Exercise directions —
List every line of the material below that contains the string "chimney", matching case exactly.

Material supplied —
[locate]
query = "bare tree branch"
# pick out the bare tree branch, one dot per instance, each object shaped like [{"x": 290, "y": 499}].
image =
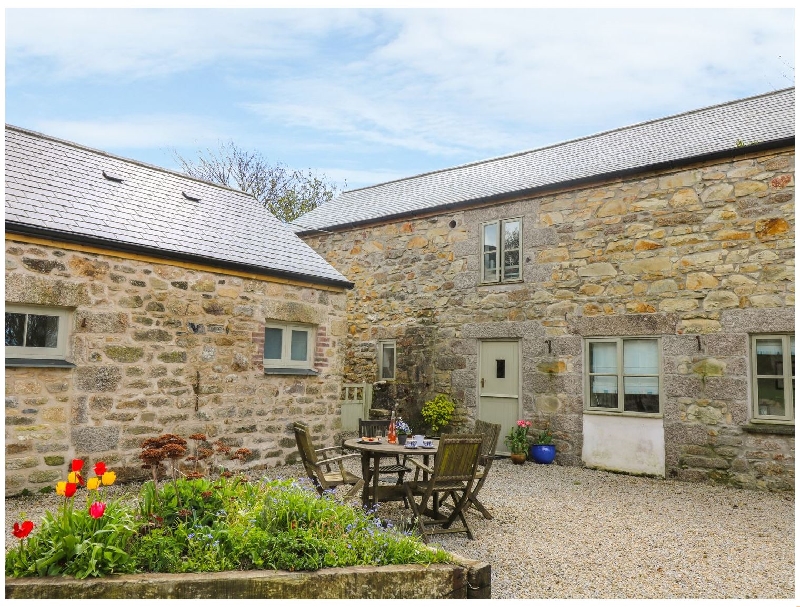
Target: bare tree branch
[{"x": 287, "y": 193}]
* * *
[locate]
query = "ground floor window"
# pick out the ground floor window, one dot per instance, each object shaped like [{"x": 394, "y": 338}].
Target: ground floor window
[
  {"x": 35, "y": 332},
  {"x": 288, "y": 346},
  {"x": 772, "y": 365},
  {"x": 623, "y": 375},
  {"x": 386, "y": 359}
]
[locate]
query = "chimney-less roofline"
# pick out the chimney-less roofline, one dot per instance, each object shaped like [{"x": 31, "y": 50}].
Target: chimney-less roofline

Complete output —
query = "chimney-less roofline"
# pick out the chimney-less roofline, one dot per instance, each object shaped like [{"x": 31, "y": 50}].
Target: chimney-less roofline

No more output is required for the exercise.